- _SOURCE EXTRACT_
....................

Sampling distribution of \(\hat\theta\) is its probability distribution; this will depend on \(\theta\).

Mean square error of \(\hat\theta\) is defined as

\[MES_\theta(\hat\theta) = E_\theta[(\hat\theta - \theta)^2] = var_\theta(\hat\theta) + [E_\theta(\hat\theta ) - \theta]^2\]

Unbiased if \(bias_\theta(\hat \theta) := E_\theta(\hat\theta) - \theta = 0\)

Problem with unbiasedness

In many problems, unbiased estimators do not exist
In some problems, the estimator lies outside the parameter space with positive probability
If \(\hat\theta\) is an unbiased estimator of \(\theta\) and \(g\) is a non-linear function then \(E_\theta[g(\hat\theta)] \neq g(\theta)\) unless \(P_\theta(\hat\theta = \theta) = 1\).

When to worry about bias?

If \(\hat\theta\) is systematically larger or smaller than \(\theta\)
If the squared bias is approximately equal to or greater than the variance

Example: Sample variance

\(X_1,...,X_n\) indep. with \(\mu, \sigma^2\), using unbiased estimator of sample variance

\[S^2 = \frac1{n-1}\sum_{i=1}^n (X_i - \bar X)^2\]

However, \(S = \sqrt{S^2}\) is biased, if we assume that \(X_1,...,X_n\) are Normal then we can evaluate the bias explicitly

\[\begin{align*} E(S) &= \sigma (\frac 2{n-1})^{1/2}\frac{\Gamma(n/2)}{\Gamma(\frac{n-1}2)}\\ &= \sigma \bigg[1-\frac1{4n} - \frac 7{32n^2}\bigg]\\ E(S) - \sigma &\approx -\frac\sigma{4n} - \frac{7\sigma}{32n^2} \end{align*}\]

Then

\[\begin{align*} MSE(S) &= var(S) + [E(S)-\sigma]^2 \\ &= E(S^2) - [E(S)]^2 + [E(S)-\sigma]^2 \\ &\approx \frac{\sigma^2}{2n} + (-\frac\sigma{4n})^2\\ &= \frac{\sigma^2}{2n} + \frac{\sigma^2}{16n^2} \end{align*}\]

Consistency

The sequence of estimators \(\hat\theta_n\) is consistent for \(\theta\) if for each \(\epsilon > 0\) and \(\theta\in\Theta\),

\[\lim_{n\rightarrow\infty}P_\theta(|\hat\theta_n - \theta| > \epsilon) = 0\]

a.k.a. \(\hat\theta_n \rightarrow^p \theta\)

....................

- _LISTING_
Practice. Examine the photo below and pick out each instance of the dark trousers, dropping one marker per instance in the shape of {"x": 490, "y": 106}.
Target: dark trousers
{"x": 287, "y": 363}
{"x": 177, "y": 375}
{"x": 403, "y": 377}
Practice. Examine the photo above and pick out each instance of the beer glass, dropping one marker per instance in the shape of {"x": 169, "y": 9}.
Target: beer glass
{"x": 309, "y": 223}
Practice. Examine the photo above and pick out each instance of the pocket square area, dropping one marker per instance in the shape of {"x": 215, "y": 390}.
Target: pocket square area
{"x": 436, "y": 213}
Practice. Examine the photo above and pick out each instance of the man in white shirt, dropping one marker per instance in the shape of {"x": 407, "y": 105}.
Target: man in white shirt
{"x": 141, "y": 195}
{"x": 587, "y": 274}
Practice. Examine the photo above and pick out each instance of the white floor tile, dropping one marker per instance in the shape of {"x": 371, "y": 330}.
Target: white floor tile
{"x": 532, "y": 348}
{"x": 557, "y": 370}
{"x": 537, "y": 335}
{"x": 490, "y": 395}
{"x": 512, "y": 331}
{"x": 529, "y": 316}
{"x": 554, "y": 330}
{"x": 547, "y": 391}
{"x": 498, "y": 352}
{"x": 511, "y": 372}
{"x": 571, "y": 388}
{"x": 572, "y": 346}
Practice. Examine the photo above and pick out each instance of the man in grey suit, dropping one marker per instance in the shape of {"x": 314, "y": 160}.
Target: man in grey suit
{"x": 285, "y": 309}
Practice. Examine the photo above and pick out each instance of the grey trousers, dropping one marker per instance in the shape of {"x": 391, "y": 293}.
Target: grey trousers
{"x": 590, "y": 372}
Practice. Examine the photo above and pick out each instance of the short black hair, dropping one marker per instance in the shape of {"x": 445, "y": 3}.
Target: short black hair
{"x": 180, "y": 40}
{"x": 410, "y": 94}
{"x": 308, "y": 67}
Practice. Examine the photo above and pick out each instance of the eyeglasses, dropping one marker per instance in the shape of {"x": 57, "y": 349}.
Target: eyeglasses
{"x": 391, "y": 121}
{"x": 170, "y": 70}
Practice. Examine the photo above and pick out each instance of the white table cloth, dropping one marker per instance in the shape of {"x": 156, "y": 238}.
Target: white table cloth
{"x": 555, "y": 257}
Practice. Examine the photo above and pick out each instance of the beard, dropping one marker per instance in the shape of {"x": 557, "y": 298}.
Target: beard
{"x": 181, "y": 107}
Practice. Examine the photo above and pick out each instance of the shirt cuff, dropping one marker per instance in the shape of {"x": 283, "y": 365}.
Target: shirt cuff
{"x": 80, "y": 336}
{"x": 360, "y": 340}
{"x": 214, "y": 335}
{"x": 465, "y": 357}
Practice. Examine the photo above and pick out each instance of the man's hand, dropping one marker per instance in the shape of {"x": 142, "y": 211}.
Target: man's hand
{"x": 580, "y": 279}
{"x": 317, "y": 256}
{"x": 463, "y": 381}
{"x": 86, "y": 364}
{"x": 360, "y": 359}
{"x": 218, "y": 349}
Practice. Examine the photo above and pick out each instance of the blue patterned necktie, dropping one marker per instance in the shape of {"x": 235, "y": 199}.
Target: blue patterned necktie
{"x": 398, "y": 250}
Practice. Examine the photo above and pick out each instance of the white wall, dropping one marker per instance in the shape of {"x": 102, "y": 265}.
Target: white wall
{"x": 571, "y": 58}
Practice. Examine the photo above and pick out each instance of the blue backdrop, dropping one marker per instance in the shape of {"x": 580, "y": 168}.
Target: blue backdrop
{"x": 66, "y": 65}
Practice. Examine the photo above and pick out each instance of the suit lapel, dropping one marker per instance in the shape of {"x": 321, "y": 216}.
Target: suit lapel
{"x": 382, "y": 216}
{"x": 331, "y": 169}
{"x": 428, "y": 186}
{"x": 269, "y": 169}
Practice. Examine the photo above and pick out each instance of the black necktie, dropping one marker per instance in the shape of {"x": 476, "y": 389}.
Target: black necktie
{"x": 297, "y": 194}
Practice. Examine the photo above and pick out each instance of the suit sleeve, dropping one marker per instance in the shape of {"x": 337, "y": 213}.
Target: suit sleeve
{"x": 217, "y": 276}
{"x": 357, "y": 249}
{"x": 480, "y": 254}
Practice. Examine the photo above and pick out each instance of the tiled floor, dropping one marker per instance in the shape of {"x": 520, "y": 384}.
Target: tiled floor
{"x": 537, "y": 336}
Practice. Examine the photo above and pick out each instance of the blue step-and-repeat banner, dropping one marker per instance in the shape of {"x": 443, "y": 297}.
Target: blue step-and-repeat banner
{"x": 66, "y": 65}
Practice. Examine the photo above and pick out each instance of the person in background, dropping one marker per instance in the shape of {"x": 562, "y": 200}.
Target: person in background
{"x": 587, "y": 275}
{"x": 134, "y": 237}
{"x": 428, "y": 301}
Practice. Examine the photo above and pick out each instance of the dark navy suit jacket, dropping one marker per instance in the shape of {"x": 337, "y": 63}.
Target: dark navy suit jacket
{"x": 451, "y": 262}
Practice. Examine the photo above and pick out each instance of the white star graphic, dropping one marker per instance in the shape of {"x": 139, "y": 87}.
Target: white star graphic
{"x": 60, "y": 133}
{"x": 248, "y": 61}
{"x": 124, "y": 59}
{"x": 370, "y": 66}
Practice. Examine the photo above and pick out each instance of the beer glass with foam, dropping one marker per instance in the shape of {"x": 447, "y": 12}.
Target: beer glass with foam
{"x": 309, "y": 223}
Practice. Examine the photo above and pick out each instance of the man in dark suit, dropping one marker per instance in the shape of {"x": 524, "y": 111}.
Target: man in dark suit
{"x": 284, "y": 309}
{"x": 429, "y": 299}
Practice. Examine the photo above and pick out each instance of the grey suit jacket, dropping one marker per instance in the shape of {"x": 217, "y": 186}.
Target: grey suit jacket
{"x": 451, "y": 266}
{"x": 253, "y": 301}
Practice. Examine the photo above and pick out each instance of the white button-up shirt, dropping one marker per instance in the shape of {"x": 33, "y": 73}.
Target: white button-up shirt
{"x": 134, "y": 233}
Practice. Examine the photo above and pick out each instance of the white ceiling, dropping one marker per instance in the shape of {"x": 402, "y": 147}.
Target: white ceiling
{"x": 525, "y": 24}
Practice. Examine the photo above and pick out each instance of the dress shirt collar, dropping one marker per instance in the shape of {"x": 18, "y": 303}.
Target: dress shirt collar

....................

- _GIVEN PROBLEM_
Please extract everything in the estimator notes from "In many problems, unbiased" down to "worry about bias?". The records are separate material and are not part of the estimator notes.

- _SOLVED EXERCISE_
In many problems, unbiased estimators do not exist
In some problems, the estimator lies outside the parameter space with positive probability
If \(\hat\theta\) is an unbiased estimator of \(\theta\) and \(g\) is a non-linear function then \(E_\theta[g(\hat\theta)] \neq g(\theta)\) unless \(P_\theta(\hat\theta = \theta) = 1\).

When to worry about bias?